===== Records for this task

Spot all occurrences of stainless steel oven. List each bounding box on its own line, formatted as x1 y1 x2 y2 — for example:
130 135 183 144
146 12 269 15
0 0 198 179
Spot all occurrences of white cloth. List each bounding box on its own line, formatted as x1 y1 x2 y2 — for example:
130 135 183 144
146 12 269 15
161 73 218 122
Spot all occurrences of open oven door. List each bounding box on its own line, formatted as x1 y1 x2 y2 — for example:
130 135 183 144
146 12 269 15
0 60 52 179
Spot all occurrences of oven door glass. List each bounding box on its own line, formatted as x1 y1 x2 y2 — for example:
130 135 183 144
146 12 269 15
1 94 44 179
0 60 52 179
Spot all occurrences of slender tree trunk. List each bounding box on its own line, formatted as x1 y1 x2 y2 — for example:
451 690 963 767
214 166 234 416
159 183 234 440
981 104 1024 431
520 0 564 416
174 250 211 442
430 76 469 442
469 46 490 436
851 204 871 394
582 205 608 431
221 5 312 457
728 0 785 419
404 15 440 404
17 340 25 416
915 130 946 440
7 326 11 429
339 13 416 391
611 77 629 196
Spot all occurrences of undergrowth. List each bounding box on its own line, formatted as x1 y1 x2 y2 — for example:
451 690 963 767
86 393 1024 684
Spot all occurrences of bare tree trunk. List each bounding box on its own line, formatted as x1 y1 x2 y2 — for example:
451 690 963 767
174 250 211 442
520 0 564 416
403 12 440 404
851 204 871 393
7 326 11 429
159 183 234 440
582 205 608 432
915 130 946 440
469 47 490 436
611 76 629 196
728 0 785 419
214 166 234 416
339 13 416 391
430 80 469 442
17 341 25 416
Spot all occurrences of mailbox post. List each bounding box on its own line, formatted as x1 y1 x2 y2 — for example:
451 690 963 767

==========

- **Exercise prompt**: Render every line of the records from the line containing "Spot all occurrences of oven" down to the line containing "611 77 629 196", both included, as a JSON list of strings with one string per line and blank lines left out.

- **Response for this exercise**:
[
  "Spot all occurrences of oven door glass. List each bounding box on its own line, formatted as x1 y1 x2 y2 — for example:",
  "130 135 183 144",
  "146 12 269 15",
  "1 94 44 179",
  "0 60 52 179",
  "Spot all occurrences of slender tree trunk. List each bounding box on its own line, formatted as x1 y1 x2 y2 — for example:",
  "451 690 963 767",
  "214 166 234 416",
  "159 183 234 440",
  "981 104 1024 431",
  "520 0 564 416",
  "174 250 211 442",
  "430 76 469 442",
  "469 46 490 436",
  "851 204 871 394",
  "582 205 608 431",
  "221 5 312 457",
  "728 0 785 419",
  "404 15 440 404",
  "17 340 25 416",
  "915 130 946 440",
  "7 326 11 429",
  "339 13 416 391",
  "611 77 629 196"
]